## Goal of the exercise
Look through the entries below and report every line that has "slice".

## Records
____________

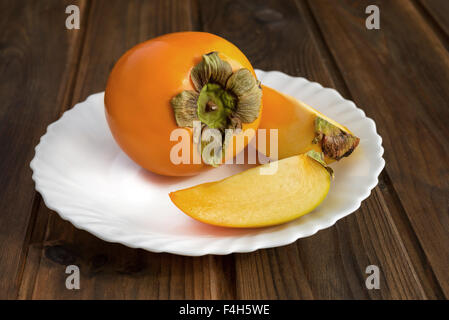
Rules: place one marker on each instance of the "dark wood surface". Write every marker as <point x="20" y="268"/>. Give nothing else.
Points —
<point x="399" y="75"/>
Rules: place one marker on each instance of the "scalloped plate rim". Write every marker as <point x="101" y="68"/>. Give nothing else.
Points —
<point x="228" y="245"/>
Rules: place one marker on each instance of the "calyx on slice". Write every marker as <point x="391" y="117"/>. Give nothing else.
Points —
<point x="249" y="199"/>
<point x="302" y="128"/>
<point x="222" y="99"/>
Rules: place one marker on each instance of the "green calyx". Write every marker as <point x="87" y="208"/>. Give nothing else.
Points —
<point x="335" y="142"/>
<point x="215" y="105"/>
<point x="222" y="99"/>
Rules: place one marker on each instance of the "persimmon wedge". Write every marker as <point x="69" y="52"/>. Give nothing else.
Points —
<point x="301" y="128"/>
<point x="250" y="199"/>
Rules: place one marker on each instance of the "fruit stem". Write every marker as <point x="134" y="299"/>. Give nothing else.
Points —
<point x="215" y="105"/>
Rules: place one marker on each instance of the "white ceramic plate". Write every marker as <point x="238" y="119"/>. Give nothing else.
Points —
<point x="83" y="175"/>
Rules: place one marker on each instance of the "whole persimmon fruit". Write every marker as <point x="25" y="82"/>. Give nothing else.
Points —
<point x="196" y="81"/>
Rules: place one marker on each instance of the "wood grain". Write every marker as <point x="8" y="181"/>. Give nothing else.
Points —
<point x="398" y="75"/>
<point x="113" y="271"/>
<point x="439" y="10"/>
<point x="398" y="85"/>
<point x="37" y="59"/>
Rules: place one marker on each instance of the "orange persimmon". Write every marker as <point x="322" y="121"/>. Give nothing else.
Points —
<point x="300" y="128"/>
<point x="171" y="81"/>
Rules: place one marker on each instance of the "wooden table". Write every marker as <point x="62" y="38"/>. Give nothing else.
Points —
<point x="399" y="75"/>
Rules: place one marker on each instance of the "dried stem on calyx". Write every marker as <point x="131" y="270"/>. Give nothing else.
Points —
<point x="222" y="99"/>
<point x="335" y="142"/>
<point x="319" y="157"/>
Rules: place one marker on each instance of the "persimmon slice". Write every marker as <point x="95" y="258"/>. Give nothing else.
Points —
<point x="251" y="199"/>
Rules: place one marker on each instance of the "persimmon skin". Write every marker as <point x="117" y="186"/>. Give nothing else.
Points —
<point x="139" y="90"/>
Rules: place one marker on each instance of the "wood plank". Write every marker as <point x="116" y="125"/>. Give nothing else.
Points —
<point x="332" y="263"/>
<point x="108" y="270"/>
<point x="439" y="11"/>
<point x="37" y="55"/>
<point x="398" y="74"/>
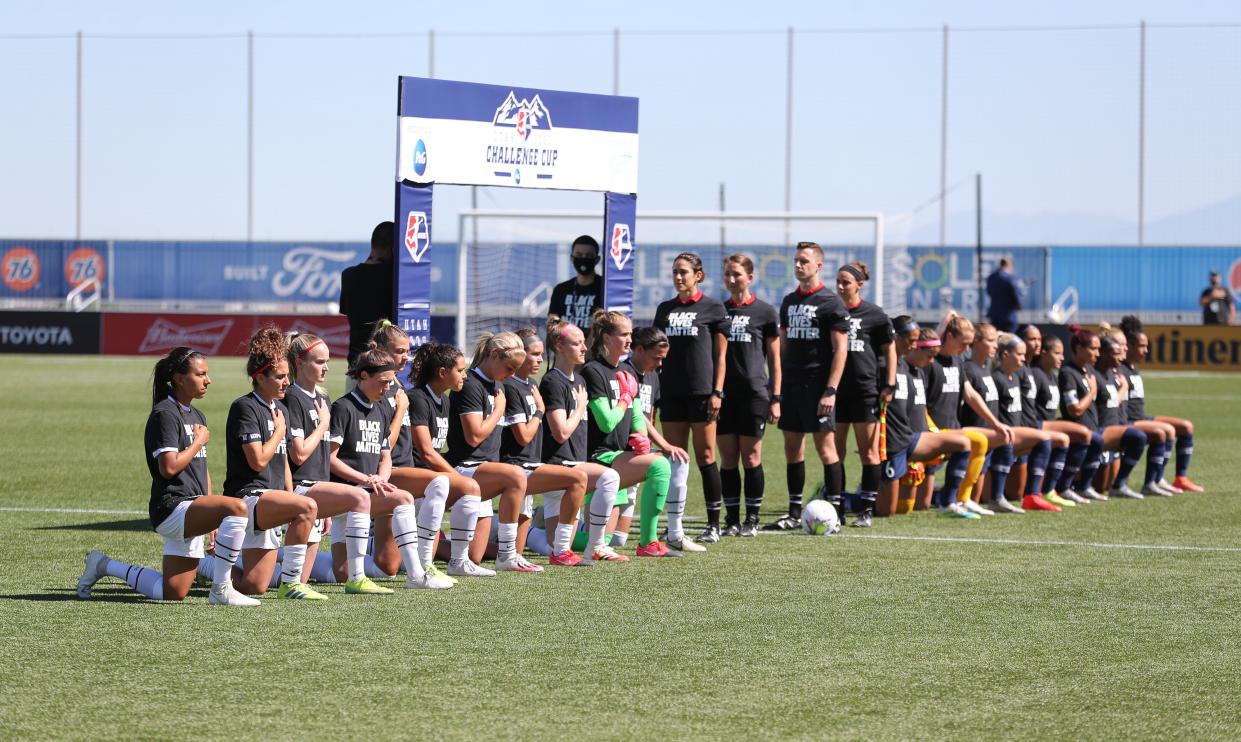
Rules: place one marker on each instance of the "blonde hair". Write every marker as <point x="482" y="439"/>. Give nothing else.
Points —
<point x="508" y="343"/>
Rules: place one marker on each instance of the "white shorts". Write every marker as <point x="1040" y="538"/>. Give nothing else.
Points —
<point x="268" y="539"/>
<point x="173" y="530"/>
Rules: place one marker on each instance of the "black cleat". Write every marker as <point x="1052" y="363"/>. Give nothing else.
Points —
<point x="786" y="522"/>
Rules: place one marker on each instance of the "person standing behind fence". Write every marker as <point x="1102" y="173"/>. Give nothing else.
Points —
<point x="1004" y="297"/>
<point x="366" y="290"/>
<point x="576" y="299"/>
<point x="1216" y="303"/>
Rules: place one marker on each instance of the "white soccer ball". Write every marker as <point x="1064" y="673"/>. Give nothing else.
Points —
<point x="819" y="518"/>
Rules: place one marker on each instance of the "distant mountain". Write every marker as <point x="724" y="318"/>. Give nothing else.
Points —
<point x="1218" y="223"/>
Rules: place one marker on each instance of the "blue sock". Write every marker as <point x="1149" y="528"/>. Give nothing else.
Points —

____________

## Answer area
Rules: place one marker on each instance of the "calyx on slice". Write every marker as <point x="391" y="117"/>. Give nothing else.
Rules: place one marker on each instance of the "persimmon slice". Write every marker as <point x="95" y="258"/>. Give nothing else.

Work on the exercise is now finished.